▸ **Task goal**
Determine how many of the lines below hold the word "white". Give the number and nothing else.

*** Data excerpts ***

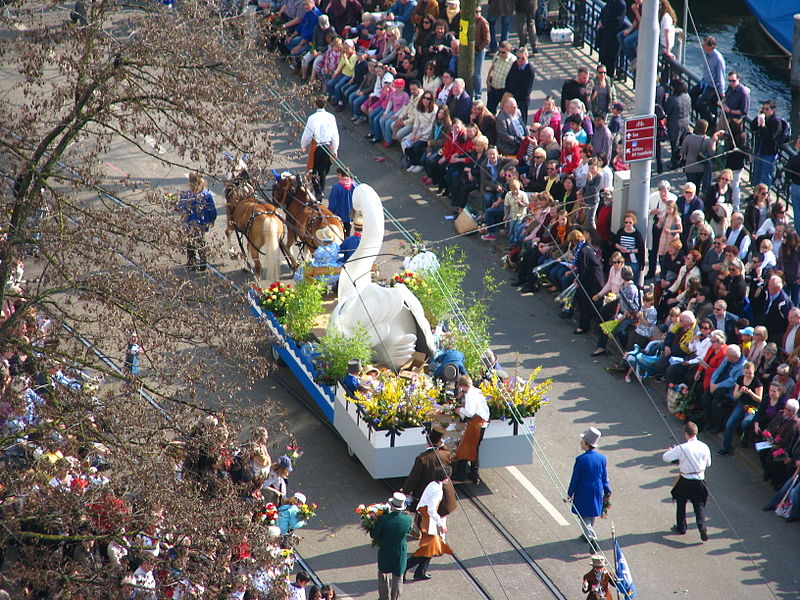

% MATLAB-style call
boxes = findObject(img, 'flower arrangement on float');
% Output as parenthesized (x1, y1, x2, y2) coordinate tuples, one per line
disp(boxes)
(351, 373, 441, 429)
(478, 367, 552, 421)
(257, 282, 295, 317)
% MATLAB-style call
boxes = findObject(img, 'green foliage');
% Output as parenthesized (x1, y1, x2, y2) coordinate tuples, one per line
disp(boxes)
(413, 246, 466, 326)
(316, 325, 373, 384)
(283, 279, 324, 341)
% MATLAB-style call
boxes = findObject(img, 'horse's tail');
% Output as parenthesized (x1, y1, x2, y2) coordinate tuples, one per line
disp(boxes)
(259, 212, 283, 283)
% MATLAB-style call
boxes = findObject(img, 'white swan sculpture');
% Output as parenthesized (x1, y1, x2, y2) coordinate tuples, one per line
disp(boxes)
(329, 184, 436, 370)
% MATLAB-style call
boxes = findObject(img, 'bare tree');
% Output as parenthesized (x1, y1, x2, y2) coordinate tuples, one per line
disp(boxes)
(0, 1, 305, 596)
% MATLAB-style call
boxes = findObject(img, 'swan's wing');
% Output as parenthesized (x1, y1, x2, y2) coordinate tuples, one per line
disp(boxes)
(395, 285, 436, 355)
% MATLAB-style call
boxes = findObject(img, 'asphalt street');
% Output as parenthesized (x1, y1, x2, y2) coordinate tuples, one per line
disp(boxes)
(53, 35, 800, 600)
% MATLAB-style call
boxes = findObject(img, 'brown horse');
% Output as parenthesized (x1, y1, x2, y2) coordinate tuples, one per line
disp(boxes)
(224, 178, 285, 283)
(272, 172, 344, 270)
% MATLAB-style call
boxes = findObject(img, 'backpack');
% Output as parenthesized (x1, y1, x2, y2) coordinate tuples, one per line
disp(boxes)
(778, 117, 792, 145)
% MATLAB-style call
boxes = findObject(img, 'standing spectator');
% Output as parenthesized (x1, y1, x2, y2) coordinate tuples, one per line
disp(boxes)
(595, 0, 626, 79)
(658, 0, 678, 58)
(591, 113, 613, 160)
(403, 467, 453, 580)
(662, 421, 712, 541)
(571, 229, 605, 334)
(618, 0, 642, 65)
(785, 136, 800, 236)
(327, 168, 355, 236)
(751, 100, 783, 188)
(451, 375, 490, 484)
(690, 36, 726, 125)
(590, 64, 616, 117)
(718, 71, 750, 133)
(124, 334, 142, 380)
(473, 6, 490, 99)
(759, 275, 794, 343)
(567, 427, 611, 544)
(560, 66, 593, 114)
(176, 172, 217, 272)
(301, 96, 340, 199)
(514, 0, 537, 53)
(485, 41, 514, 114)
(680, 120, 721, 191)
(326, 0, 363, 36)
(505, 47, 535, 123)
(664, 79, 691, 169)
(371, 493, 413, 600)
(645, 180, 677, 280)
(614, 211, 646, 282)
(486, 0, 514, 53)
(386, 0, 418, 44)
(724, 119, 749, 211)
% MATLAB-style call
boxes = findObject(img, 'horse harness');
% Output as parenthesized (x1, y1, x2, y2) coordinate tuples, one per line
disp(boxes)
(232, 199, 293, 267)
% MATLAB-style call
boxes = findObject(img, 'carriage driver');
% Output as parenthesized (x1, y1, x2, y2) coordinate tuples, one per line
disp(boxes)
(176, 172, 217, 272)
(300, 96, 340, 200)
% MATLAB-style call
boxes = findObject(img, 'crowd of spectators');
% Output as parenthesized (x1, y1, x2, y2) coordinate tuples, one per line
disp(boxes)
(0, 259, 316, 597)
(266, 0, 800, 526)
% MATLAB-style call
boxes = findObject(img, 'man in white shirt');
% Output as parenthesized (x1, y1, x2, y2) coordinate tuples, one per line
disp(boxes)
(287, 571, 311, 600)
(662, 421, 712, 541)
(725, 212, 751, 259)
(452, 374, 490, 484)
(645, 180, 677, 280)
(300, 96, 340, 199)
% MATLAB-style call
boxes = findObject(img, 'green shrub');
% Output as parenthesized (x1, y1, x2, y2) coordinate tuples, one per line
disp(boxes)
(316, 325, 373, 384)
(283, 279, 324, 341)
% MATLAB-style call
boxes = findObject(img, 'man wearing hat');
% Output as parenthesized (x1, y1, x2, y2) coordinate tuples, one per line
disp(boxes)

*** End of Data excerpts ***

▸ **Output of the exercise**
2